=== EXTRACT ===
_____

As a player: I like pronouns/gender and appearance being entirely separated, and no gendered aspect to the physical character creation at all. This generally only happens with games with a single androgynous body type (eg Glitch or Hustle Cat), or what is effectively a male/female choice but with any pronouns separated eg Long Story and Pokemon Go. I feel like it should be possible to either have three or more set options (eg hourglass+boobs, broad shouldered and flat chested, and androgynously shapeless) or a single set of sliders which include a wide spectrum of body types including broad shouldered with boobs etc. It looks like the current version of The Sims might do this?

As a game developer: I mostly make visual novels, which limits my options since every alternative has to be hand drawn. In one game I have separate M/F/Other choices for gender, assigned birth gender, and presentation. The main character always has the same underlying ambiguous appearance (shortish with a slim figure and long hair) but their clothes and hairstyle change to match the chosen presentation.

For a more ambitious (and thus less complete ;)) game my cocreator and I are considering the same set of choices plus the ability to choose from a limited number of different body shapes. We have yet to implement this but it's just an extension of what I already did, and existing visual novels like Magical Diary offer a roughly equivalent level of complexity with different hairstyles etc.

_____

=== ENTRIES PROVIDED ===
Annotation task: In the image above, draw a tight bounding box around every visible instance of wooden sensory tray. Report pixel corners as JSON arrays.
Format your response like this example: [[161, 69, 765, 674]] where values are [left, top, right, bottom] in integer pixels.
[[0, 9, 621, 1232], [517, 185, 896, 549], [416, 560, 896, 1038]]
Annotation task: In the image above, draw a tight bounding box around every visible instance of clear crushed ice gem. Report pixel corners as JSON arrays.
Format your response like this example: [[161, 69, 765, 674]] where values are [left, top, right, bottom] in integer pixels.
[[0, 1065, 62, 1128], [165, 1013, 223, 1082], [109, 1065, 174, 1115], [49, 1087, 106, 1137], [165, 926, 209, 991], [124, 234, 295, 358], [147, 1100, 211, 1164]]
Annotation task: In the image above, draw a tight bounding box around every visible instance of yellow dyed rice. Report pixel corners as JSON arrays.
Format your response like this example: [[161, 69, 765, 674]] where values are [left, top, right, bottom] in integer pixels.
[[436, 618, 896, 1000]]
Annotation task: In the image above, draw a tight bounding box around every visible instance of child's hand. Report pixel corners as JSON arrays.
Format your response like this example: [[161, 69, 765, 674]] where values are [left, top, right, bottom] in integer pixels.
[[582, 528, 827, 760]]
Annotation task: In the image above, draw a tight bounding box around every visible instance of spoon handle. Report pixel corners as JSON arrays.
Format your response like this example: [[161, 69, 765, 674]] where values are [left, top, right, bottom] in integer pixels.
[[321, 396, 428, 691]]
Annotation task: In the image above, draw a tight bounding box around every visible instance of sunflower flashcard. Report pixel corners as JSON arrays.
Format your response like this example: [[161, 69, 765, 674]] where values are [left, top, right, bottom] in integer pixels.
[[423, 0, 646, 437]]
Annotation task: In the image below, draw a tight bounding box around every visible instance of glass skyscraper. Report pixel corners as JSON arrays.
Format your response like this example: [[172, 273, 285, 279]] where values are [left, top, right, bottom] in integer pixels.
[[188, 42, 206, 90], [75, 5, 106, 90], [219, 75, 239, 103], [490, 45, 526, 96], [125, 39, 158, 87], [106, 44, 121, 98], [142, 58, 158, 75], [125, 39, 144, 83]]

_____

=== YOUR TASKS ===
**A)** Return everything in the character-creation post from "As a game developer: I" down to "different hairstyles etc.".
**B)** Resume the character-creation post after its final sentence.
None of the rows are needed here.

=== WRITTEN RESPONSES ===
**A)**
As a game developer: I mostly make visual novels, which limits my options since every alternative has to be hand drawn. In one game I have separate M/F/Other choices for gender, assigned birth gender, and presentation. The main character always has the same underlying ambiguous appearance (shortish with a slim figure and long hair) but their clothes and hairstyle change to match the chosen presentation.

For a more ambitious (and thus less complete ;)) game my cocreator and I are considering the same set of choices plus the ability to choose from a limited number of different body shapes. We have yet to implement this but it's just an extension of what I already did, and existing visual novels like Magical Diary offer a roughly equivalent level of complexity with different hairstyles etc.

**B)**
Does that sound appealing to people?

nb: This is obviously more relevant to trans players but it affects cis people too, so everyone's comments are welcome. Also, this is aside from the ability to have a character be fat, dark skinned, visibly disabled etc, which are also really important but not what I'm asking about in this post.
Sunday, July 24th, 2016 11:54 am (UTC)
I'm not too fussed about player character choices (more about who "I" get to interact with and how) as long as all the choices are taken seriously. No male character in full plate mail and female character in a metal bikini, conversely no female character in period-appropriate dress and male character with dramatic waist-length hair.

The Sims 3 had a slider for both weight and musculature, which gave a really good range of body types, but obviously that's a game that puts a lot of processing power into appearance.
Monday, July 25th, 2016 12:46 am (UTC)
Ugh, yes. Shadowrun managed it back in the early 90s! A computer game made long afterwards should be able to deal with female orcs looking like orcs!
Sunday, July 24th, 2016 12:47 pm (UTC)
I'm thinking about this from an MMO angle (with a pinch of dollmakers thrown in):

I too prefer that gender (and/or pronouns) not be a hard-coded part of the visual customization process. But when it comes to the visual side, I think actually I might be more interested in character creators that limit the range of aesthetic choices -- but interestingly. Here's five selectable body templates and all of them are brown-skinned. Here's three selectable starter outfits which say something about the universe that this character is going to exist in and the set of possibilities that we want to explore with it.
Sunday, July 24th, 2016 02:25 pm (UTC)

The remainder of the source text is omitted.